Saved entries
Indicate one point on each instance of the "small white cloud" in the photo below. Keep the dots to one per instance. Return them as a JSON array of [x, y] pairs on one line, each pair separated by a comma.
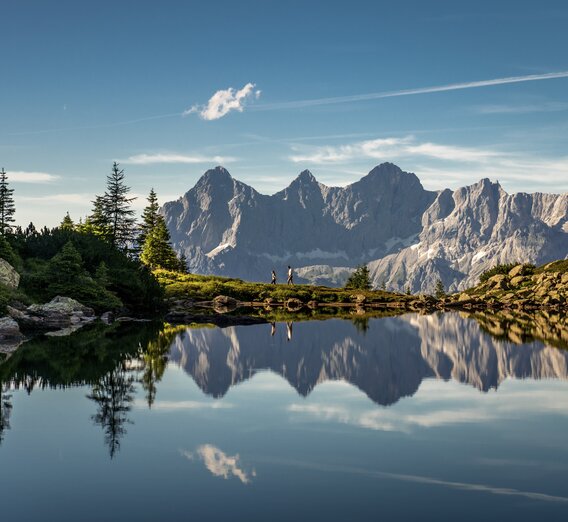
[[389, 148], [20, 176], [225, 101], [172, 158], [219, 463]]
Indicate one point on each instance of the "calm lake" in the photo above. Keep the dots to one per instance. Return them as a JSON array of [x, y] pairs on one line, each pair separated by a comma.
[[400, 418]]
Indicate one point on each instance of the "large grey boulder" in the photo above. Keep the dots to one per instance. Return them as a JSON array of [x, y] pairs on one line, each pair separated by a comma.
[[59, 313], [8, 275], [10, 336], [9, 329]]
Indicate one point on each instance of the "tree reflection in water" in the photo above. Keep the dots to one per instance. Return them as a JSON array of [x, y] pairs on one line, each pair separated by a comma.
[[113, 394], [5, 410]]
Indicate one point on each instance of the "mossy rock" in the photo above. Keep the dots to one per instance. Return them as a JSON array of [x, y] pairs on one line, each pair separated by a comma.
[[8, 275], [293, 304]]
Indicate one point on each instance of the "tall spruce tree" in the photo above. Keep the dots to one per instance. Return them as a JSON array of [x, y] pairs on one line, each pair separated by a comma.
[[67, 223], [360, 279], [157, 252], [149, 218], [98, 223], [7, 206], [117, 211]]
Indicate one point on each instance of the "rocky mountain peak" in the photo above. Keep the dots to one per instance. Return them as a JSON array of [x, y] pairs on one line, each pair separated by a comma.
[[219, 175], [306, 177], [408, 236]]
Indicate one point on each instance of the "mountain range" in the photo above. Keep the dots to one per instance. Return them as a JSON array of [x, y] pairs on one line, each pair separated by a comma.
[[407, 235]]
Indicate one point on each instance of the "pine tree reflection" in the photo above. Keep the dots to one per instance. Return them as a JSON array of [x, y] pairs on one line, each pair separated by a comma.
[[5, 410], [113, 395]]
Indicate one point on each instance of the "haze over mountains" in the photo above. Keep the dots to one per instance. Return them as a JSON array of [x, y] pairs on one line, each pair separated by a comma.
[[408, 236]]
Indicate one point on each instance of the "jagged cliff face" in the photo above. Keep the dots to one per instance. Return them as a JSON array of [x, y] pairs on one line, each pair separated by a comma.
[[409, 236], [387, 363]]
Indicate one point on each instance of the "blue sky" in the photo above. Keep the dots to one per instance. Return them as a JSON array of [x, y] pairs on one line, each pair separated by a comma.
[[86, 83]]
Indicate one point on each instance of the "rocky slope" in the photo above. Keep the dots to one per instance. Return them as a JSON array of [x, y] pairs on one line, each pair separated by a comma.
[[409, 236]]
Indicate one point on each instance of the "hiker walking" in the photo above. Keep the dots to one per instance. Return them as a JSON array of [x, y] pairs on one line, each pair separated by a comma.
[[290, 275]]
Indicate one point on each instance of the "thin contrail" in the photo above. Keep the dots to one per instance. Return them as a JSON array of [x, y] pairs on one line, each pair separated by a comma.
[[298, 104], [408, 92]]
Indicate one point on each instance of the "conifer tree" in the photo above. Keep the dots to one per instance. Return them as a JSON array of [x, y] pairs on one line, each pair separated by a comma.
[[439, 290], [149, 218], [157, 251], [183, 263], [67, 223], [116, 209], [360, 279], [7, 206], [98, 222], [30, 230]]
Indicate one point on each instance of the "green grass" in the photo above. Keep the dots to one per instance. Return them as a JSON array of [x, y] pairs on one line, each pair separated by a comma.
[[206, 288], [556, 266]]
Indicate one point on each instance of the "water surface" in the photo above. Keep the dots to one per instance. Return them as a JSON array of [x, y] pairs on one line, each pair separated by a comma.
[[402, 418]]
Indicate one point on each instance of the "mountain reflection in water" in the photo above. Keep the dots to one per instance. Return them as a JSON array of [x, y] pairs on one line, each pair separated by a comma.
[[386, 361], [386, 358]]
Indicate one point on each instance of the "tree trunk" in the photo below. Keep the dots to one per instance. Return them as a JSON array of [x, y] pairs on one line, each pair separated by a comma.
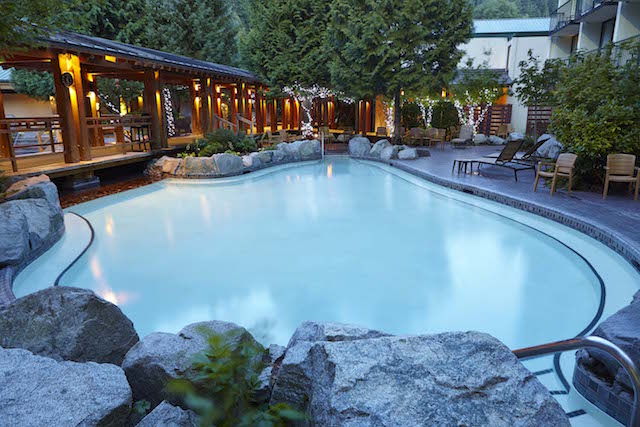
[[397, 118]]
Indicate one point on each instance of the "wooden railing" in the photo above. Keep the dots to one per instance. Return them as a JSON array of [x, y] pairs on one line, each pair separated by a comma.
[[12, 129], [248, 122], [223, 122]]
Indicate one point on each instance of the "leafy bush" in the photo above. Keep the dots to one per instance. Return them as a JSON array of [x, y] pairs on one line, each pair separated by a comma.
[[598, 112], [226, 381]]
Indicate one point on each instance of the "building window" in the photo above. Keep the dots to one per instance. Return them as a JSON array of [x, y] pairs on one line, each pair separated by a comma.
[[606, 36]]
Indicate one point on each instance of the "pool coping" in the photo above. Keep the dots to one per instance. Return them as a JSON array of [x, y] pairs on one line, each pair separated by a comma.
[[599, 232]]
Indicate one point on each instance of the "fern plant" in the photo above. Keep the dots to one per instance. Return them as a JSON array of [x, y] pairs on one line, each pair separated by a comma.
[[225, 381]]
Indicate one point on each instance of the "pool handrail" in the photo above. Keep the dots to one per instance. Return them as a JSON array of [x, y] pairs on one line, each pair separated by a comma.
[[601, 344]]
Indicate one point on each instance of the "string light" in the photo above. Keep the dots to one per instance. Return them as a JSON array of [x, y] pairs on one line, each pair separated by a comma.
[[168, 108], [306, 95]]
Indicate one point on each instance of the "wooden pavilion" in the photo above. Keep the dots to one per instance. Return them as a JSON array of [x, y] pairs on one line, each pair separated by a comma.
[[76, 62]]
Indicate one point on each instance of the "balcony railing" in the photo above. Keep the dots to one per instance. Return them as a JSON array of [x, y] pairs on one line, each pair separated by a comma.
[[565, 15], [589, 5]]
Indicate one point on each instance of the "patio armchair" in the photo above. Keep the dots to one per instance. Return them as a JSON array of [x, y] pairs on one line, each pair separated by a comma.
[[622, 168], [465, 137], [561, 168], [284, 136]]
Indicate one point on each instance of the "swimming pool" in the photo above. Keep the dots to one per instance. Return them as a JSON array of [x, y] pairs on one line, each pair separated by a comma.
[[336, 240]]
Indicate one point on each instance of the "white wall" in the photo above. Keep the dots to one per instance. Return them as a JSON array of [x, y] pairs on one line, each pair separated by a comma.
[[499, 46], [628, 21]]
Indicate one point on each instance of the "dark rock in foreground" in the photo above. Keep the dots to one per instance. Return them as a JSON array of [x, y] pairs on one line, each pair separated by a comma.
[[67, 324], [39, 391], [167, 415], [160, 357], [446, 379]]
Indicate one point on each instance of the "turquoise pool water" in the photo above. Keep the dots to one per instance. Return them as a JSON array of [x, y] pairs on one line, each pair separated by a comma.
[[336, 240]]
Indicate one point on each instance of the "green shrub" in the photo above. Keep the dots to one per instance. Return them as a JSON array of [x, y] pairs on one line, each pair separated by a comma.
[[226, 381], [598, 113], [444, 115]]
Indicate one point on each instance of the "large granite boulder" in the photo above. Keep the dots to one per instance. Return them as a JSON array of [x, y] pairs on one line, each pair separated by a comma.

> [Requirement] Repeat each record verbatim, pictures excluded.

> [Task output]
Indicate one point on each instance of the "small white cloud" in the photo below. Keep the dots to one per instance. Return them as a JSON array of [x, y] pairs on one line, each pair separated by a comma.
[[389, 148], [20, 176], [225, 101], [172, 158], [219, 463]]
Indicate one point on each instance of the "calm lake" in the photo above. Keep the dots to one per instance. Return them as a JSON array of [x, y] pairs on one line, each pair separated by a comma.
[[400, 418]]
Indicate one point on each instance of the "large grey boulder" in the photo above. Keep the dots to one per instance. Return them as a JSON array of [x, y] pairs on one line, each pair separated by a comma.
[[59, 313], [8, 275], [10, 336], [9, 329]]
Indicate one point on each instance of the "tree reflection in water" in the photo above. Keep the dots to one per instance. Return them as a JSON array of [x, y] pairs on one line, each pair separated by a comma.
[[113, 394], [5, 410]]
Indicate one point on each instance of the "mossy rock" in the photo above. Keep the dots to one per instance. Return them as a JSON array of [x, y] pairs on one line, each pair separated by a comma.
[[8, 275], [293, 304]]
Indicate one point on each instance of the "tall spruce tree" in the photo above. Keep the dots to one per instance. Return them as a JSON array of [x, y] pairs on one line, each pair separated by a comma.
[[67, 223], [360, 279], [157, 252], [149, 218], [98, 223], [7, 206], [117, 211]]
Indicate one point on each instance of the "rocky mountain peak" in the photo above. Keep the dots to one per instance. Return them as a JSON array of [x, y] pairs on one line, each pair separated by a comma.
[[219, 175], [306, 177], [408, 236]]
Indicate one point on each instance of the "mountain range" in the photo above. Keep the dots to one per instance. Return them as a JSON array of [x, y] pairs on one line, each pair separated by a comma.
[[407, 235]]
Indicate one point on each instance of the "pine tree reflection" in the photo above. Keep the dots to one per instance. Return them as a JSON array of [x, y] pairs on one line, each pair separated by a comma.
[[5, 410], [113, 395]]
Indicate one point on each instance of the "haze over mountains" in the photo above. Keep the dots to one per instance. Return them as a JSON array of [x, y] pairs on one line, each pair separated by a comma.
[[408, 236]]
Indicate one point on each instance of the "jagged cliff face" in the photo above. Keep the dots to one per instance. Return them as a JSON array of [x, y] pairs on one line, each pair separated by a comma.
[[409, 236], [387, 363]]
Indicate one point on each instance of the "blue sky" in the photo above. Keep the dots to one per instance. Return them as a JSON array of [x, y] pairs on one line, each pair separated by a comma.
[[86, 83]]
Indicate one point on each instance of the "rocky slope" in the photo above. Keep the dots to one per instance. Return them as a JSON array of [x, y] pairs on one line, each pair separated by a comma.
[[409, 236]]
Indicate one point on each instance of the "hiker walking" in the photo above. Keep the dots to one per instance. Return them as a JSON array of [x, y] pairs on one line, each pair separated by a comma.
[[290, 275]]
Indicate one point on each instance of the "thin contrail" in the photo above. Keep the dots to one per instance. Return them as a JSON array of [x, y] pairs on one line, each pair separated by a comma.
[[298, 104], [408, 92]]
Indicate one point on each instance of the "conifer tree" in the photo above. Keep the dots to one per instance. Return them as a JSON array of [x, y] pairs on one line, each pair separated by a comma.
[[439, 290], [149, 218], [157, 251], [183, 263], [67, 223], [116, 209], [360, 279], [7, 206], [98, 222], [30, 230]]
Indicate one point on each instance of the "green grass" in the photo above. Keep the dots to one per instance. Return them as a JSON array of [x, y] pairs on one line, each pair separated by a comma.
[[206, 288], [556, 266]]
Indicate one point on each instance of the "water surface" in the photo above. Keep the dots to one per instance. Return them as a JSON array of [x, y] pairs on one line, each pair separated by a comma.
[[402, 418]]
Indicate one point on each instance of the "mountain reflection in water" in the photo above. Keep the dots to one per instance. Return them as a JSON array of [x, y] pairs on one line, each pair separated by a comma.
[[386, 361], [386, 358]]
Indicate one point on each instance of the "tree trunk" in the photo below. Keep the dots to one per instance. Return them as a JSON array of [x, y] pairs on one line, each pair separated by a comma.
[[397, 118]]
Indicate one point on each instance of the "wooden railing" in the photo above. Keep the dots to one per instance. Return them as a JSON array of [x, y] pairs on one line, each pair separated by a comma.
[[12, 129], [248, 122], [223, 122]]
Indicate one point on each instance of the "leafy bush" in the photo above. Keep the dots to one per instance. Return them as a JSON array of [x, y] pairs on one line, each pair separated by a comma.
[[598, 112], [226, 381]]
Indicate one point on each instance of the "building window" in the photo above. Keep the dots to one per instance. Return them as a JSON array of [x, y] pairs on one line, each pair separated by a comma.
[[606, 36]]
Indicate one point on each instance of the "pool coping" in the photo above. Keep the dots to one per instance. Return them as a JSON array of [x, y] pairs on one line, each pair separated by a comma.
[[599, 232]]
Indicate one point on each instance of the "fern plant" in the photo above. Keep the dots to one per instance. Return them as a JSON array of [x, y] pairs on one line, each pair separated by a comma.
[[225, 381]]
Indicate one point on each instance of the "pool handrail" in the photo above. Keep the dots to one per instance. Return them as a JSON array of [x, y] pairs on one line, each pair separated by a comma.
[[601, 344]]
Indicate one point on each instance of the "string light" in the photo above. Keep the dots to one per instance. Return them as a JSON array of [x, y] pairs on one line, each pair separated by a comma.
[[168, 108], [306, 95]]
Indicate one point on each instance of the "wooden pavilion" in the photo above. Keep the dots to one per instance. Return them as a JSON array of [x, y] pairs on one line, each pair separated by a comma.
[[76, 62]]
Indicate one point on each instance of the "balcony railing" in the photo above. Keep the dots to one per instance. Return them as a JSON array of [x, y] pairs on one line, each pair separated by a comma.
[[565, 15], [589, 5]]
Indicate one point on each instance of the "patio armchair" in the photo above. Keep the dots to one per instance. Return them as a JSON array of [x, y] pairs on one line, each pair separated by a comma.
[[622, 168], [465, 137], [561, 168], [284, 136]]
Indicate one point on each instance of the "swimming pool" in the photo above. Keep the dots to one per instance. Return them as a JSON array of [x, y] pairs on one line, each pair separated by a comma.
[[336, 240]]
Indicate one point on each instance of the "white wall" in the photo above. Keep the dots to one per instance. Return them as a JSON array of [x, y] pairs on one line, each pair separated by a comma.
[[499, 46], [628, 21]]
Indicate one point on each instance of the "dark rock in foreground" in the photo above. Keep the dots to one per instance. Return them as a JSON array of [x, y] pairs on one line, each pair separated by a comma.
[[67, 324], [39, 391], [167, 415], [160, 357], [446, 379]]
Indicate one point on each instance of the "turquoise pool water" in the photo above. Keep the dots to one per instance. Return them as a JSON array of [x, y] pairs on one line, each pair separated by a comma.
[[336, 240]]
Indicate one point on each instance of the "green shrub" in the photo above. Keep the dots to one per instance. Return them as a JSON array of [x, y] pairs on one line, each pair separated by a comma.
[[226, 381], [598, 113], [444, 115]]
Indicate one point on each instance of the "large granite boulder" in the photo above. Keep the dots to one per instance. Return them as a JSON array of [x, y] pairs on one line, each pair separated by a comma.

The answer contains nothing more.